> [INSTRUCTION] Reproduce the stretch of rows from the line containing "the palm tree in" through the end of the rows, requests included, offsetting every x and y coordinate in the answers by 97.

> [DATA FOR THIS TASK]
## Begin
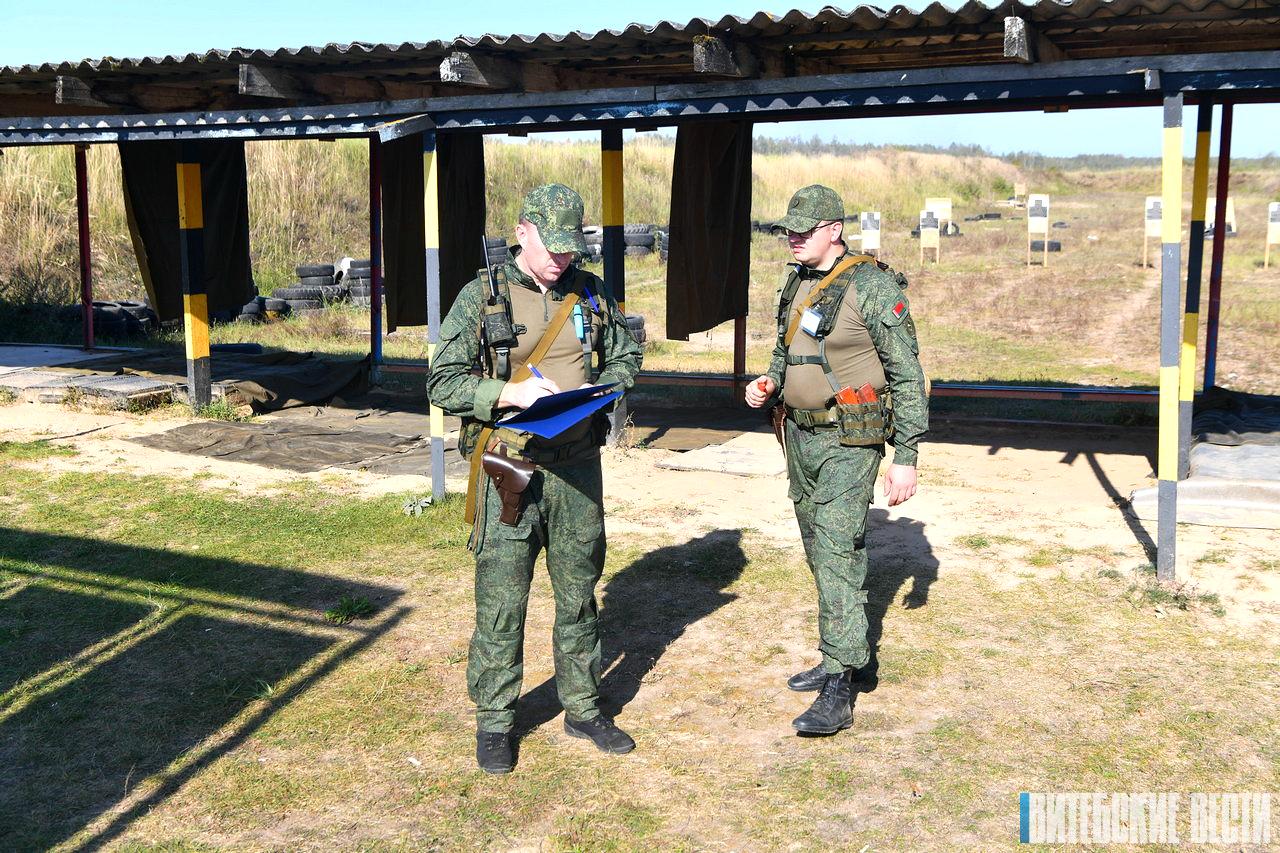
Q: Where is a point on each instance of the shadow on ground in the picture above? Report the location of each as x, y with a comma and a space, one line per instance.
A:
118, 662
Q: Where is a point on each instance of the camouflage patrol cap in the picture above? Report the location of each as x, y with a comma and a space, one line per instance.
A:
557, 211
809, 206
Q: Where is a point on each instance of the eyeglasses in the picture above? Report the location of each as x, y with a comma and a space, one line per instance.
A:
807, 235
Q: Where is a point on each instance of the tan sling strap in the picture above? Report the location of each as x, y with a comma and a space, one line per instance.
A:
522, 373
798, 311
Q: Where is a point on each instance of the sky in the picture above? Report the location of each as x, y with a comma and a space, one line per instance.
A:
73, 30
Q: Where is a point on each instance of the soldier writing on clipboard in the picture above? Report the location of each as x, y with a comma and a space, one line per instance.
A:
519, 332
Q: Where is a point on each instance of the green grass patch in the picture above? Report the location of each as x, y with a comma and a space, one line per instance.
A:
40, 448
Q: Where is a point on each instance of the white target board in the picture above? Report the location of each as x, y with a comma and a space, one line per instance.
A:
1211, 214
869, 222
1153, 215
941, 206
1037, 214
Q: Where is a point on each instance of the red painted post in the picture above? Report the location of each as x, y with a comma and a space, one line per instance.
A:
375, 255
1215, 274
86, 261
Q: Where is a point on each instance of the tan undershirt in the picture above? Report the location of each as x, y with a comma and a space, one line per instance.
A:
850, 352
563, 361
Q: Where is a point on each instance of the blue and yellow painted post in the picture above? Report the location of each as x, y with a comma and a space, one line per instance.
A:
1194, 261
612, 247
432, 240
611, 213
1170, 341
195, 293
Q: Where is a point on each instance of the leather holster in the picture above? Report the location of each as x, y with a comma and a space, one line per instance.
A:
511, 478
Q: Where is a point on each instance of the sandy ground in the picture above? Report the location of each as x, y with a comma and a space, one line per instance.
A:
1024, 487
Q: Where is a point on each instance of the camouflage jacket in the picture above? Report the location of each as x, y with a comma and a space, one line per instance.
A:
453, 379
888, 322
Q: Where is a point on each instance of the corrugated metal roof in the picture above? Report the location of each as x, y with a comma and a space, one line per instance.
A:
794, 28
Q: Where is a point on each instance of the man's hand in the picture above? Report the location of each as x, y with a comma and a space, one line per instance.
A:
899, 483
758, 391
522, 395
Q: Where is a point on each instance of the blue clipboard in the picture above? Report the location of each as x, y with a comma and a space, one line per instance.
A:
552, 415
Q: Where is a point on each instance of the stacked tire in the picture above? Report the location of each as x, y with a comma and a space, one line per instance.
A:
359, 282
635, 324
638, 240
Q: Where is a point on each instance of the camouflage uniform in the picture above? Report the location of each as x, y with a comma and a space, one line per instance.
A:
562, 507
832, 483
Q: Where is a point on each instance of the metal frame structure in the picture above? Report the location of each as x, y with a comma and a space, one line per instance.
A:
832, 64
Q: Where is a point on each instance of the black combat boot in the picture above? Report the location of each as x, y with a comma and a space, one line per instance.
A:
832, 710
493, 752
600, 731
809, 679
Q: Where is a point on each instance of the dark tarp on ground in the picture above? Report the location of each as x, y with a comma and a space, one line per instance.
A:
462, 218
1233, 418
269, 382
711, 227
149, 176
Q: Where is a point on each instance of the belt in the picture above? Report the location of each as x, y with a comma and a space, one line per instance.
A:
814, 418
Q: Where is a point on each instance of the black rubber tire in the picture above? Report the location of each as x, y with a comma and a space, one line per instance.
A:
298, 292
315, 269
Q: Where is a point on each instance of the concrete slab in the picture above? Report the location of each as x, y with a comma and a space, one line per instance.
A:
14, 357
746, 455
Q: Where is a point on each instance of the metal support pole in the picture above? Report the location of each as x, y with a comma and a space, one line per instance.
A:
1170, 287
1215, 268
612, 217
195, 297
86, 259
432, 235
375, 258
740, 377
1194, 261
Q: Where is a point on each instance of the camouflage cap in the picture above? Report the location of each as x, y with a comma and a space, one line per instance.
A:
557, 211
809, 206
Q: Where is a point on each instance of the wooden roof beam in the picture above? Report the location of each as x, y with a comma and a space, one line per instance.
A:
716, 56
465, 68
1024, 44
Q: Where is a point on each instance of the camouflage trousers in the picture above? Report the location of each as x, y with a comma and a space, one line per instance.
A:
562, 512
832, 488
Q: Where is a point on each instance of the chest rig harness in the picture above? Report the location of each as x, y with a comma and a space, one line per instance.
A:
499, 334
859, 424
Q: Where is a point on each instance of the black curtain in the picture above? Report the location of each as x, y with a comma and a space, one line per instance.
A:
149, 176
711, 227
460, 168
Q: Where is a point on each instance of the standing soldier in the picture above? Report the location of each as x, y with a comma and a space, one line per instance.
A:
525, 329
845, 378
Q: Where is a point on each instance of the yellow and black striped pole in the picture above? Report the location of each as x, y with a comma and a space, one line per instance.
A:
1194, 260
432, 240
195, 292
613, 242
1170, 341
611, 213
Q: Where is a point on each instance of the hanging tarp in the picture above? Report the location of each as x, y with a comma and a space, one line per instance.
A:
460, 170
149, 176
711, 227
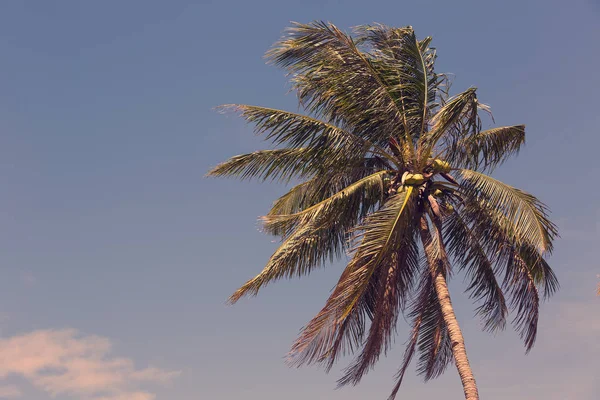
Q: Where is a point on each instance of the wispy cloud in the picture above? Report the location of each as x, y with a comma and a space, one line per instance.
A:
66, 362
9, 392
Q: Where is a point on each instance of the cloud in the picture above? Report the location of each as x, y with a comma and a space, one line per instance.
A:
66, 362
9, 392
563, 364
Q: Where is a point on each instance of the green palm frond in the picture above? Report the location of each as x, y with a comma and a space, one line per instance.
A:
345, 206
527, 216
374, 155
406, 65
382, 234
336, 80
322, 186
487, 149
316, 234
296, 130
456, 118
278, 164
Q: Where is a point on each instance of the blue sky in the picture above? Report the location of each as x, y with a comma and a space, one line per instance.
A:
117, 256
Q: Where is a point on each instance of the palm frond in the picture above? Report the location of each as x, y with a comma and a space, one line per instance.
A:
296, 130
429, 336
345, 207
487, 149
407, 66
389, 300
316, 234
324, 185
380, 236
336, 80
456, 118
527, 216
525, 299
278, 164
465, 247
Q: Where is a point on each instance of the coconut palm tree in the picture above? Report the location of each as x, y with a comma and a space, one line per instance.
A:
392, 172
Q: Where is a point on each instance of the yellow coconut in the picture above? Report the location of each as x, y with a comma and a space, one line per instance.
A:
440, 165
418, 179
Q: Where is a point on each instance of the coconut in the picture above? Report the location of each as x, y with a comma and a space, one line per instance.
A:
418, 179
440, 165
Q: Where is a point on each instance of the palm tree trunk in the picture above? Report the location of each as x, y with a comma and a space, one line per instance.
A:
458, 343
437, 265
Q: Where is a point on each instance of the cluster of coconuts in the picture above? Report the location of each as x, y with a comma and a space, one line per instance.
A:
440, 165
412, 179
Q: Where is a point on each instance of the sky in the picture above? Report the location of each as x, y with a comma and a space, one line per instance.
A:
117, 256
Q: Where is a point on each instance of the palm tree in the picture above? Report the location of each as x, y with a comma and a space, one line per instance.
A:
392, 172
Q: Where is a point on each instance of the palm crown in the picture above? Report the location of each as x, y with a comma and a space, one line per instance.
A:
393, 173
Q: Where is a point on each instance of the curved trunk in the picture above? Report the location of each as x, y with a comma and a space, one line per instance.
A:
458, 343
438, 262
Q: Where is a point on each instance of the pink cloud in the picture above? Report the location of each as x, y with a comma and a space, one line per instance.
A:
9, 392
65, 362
## End
> [TASK ANSWER]
Q: Where is a point on each instance of the palm tree in the picture above? Report the location of each as x, y with a comma and a space, one line per instance.
A:
489, 269
Q: Where is a point on each instance of the palm crown in the picture above? Report the location of each as x, y with a comma and a space, one line per instance.
A:
490, 270
Q: Where is a point on each instance of the curved trunk in the picture above? Report the location of each as x, y with a comma and a space, one line per instance.
A:
555, 440
535, 359
Q: Where is a point on each instance of the pink cloud in the picture above? Report the location of each as x, y with a comma and a space, one line per instance.
A:
106, 489
162, 459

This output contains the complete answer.